◆ Task to complete: All lines from the line containing "the eye with" up to and including the last line of the entries must be written out exactly, with no others.

◆ Task input:
___

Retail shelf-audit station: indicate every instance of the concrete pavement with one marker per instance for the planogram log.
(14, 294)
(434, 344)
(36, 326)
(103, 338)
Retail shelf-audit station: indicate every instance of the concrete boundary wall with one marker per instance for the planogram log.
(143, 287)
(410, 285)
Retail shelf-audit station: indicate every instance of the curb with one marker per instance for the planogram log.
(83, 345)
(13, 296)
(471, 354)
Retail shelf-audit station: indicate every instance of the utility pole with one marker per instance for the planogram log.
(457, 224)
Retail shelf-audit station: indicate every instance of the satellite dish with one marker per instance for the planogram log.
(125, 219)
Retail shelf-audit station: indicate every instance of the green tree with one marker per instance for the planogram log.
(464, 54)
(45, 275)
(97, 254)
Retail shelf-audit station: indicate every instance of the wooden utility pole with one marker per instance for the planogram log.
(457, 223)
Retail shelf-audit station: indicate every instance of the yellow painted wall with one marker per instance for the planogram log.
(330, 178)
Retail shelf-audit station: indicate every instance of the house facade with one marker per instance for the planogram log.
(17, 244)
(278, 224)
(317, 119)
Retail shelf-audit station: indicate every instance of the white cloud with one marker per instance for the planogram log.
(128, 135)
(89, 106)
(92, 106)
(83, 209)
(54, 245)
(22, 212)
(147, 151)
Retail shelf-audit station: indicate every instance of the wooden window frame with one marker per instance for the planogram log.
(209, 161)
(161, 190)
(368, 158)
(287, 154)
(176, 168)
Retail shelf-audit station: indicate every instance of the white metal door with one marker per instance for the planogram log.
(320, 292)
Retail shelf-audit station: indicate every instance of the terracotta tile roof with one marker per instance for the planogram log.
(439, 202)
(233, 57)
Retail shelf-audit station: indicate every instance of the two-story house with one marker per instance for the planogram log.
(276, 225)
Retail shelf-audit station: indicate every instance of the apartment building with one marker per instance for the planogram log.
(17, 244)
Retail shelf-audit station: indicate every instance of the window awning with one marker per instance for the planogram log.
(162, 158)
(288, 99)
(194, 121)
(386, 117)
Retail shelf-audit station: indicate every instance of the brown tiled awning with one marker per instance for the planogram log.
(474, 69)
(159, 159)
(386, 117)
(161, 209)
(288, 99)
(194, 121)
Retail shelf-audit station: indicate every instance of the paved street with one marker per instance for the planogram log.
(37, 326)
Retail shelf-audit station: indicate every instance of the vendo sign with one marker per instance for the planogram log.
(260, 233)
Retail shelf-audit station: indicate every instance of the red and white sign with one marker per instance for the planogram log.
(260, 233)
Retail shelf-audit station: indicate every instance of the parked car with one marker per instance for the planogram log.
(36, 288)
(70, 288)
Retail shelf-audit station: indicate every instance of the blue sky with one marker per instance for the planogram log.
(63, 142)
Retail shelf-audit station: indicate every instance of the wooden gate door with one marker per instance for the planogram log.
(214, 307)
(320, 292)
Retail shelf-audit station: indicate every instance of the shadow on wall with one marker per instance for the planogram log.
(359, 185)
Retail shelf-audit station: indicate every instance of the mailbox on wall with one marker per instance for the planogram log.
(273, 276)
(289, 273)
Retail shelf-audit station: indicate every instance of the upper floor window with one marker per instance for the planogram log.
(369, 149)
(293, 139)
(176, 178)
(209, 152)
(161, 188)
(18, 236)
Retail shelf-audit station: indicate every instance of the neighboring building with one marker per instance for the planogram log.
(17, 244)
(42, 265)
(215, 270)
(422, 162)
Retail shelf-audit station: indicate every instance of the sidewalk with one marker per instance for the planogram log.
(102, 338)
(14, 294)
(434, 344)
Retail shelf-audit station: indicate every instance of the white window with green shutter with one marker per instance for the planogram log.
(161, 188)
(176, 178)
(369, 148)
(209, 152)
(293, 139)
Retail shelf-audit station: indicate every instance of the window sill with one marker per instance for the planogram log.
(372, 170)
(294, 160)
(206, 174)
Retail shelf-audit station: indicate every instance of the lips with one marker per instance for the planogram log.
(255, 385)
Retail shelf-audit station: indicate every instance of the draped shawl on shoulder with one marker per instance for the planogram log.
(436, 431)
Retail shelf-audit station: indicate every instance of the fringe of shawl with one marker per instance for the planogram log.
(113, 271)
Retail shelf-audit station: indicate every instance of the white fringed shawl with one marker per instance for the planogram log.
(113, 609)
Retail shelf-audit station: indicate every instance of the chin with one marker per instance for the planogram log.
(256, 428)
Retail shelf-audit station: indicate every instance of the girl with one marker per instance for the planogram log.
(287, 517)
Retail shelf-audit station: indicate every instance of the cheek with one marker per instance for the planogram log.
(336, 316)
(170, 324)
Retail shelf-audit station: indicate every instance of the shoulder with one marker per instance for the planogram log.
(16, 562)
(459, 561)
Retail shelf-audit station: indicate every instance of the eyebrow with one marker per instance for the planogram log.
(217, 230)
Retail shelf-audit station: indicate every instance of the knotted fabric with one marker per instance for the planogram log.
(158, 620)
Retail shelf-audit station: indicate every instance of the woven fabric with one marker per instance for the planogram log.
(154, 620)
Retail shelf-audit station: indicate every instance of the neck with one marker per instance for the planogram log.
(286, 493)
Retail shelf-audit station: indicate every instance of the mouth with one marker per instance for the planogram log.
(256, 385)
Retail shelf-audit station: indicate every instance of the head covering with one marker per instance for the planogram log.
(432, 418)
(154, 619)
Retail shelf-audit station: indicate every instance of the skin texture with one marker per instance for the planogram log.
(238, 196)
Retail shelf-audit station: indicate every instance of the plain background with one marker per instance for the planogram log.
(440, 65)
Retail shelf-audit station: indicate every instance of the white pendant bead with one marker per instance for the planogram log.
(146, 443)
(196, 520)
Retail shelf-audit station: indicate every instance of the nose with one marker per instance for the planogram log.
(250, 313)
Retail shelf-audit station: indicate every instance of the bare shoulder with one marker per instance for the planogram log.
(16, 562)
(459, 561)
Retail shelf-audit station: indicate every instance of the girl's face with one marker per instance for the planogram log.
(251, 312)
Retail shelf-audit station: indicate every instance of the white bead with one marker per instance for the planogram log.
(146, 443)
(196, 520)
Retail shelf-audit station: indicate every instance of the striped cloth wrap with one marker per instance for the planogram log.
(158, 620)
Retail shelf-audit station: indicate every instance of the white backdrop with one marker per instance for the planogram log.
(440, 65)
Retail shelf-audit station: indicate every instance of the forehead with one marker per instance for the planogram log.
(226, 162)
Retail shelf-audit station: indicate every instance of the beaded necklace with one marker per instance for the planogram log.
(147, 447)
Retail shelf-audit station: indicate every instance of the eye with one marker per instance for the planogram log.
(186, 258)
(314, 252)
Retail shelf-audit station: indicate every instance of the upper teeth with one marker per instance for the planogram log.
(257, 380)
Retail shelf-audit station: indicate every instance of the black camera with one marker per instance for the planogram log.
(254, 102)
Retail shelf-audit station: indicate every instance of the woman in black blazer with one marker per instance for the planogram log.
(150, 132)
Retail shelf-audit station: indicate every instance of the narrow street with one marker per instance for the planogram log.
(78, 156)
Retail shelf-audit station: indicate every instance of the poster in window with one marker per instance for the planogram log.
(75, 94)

___

◆ Output of the task:
Retail shelf-audit station: indicate every instance of the eye with one marker per instance for the planogram log.
(186, 258)
(314, 252)
Retail shelf-audit station: indicate every instance of the upper teeth with one marker per instance for the planogram log.
(257, 380)
Retail shelf-audit station: indicate every instance of the black camera with one marker per instance for the planogram log.
(254, 102)
Retail shelf-audit station: indicate every instance of the woman in black blazer with one marker per instance for the planogram log.
(150, 132)
Retail shelf-audit station: indicate every instance of the narrow street with one marker per instance for the planogram log.
(78, 156)
Retail shelf-audit station: indicate every instance of the poster in window with one marker per instance for the planogram log.
(75, 94)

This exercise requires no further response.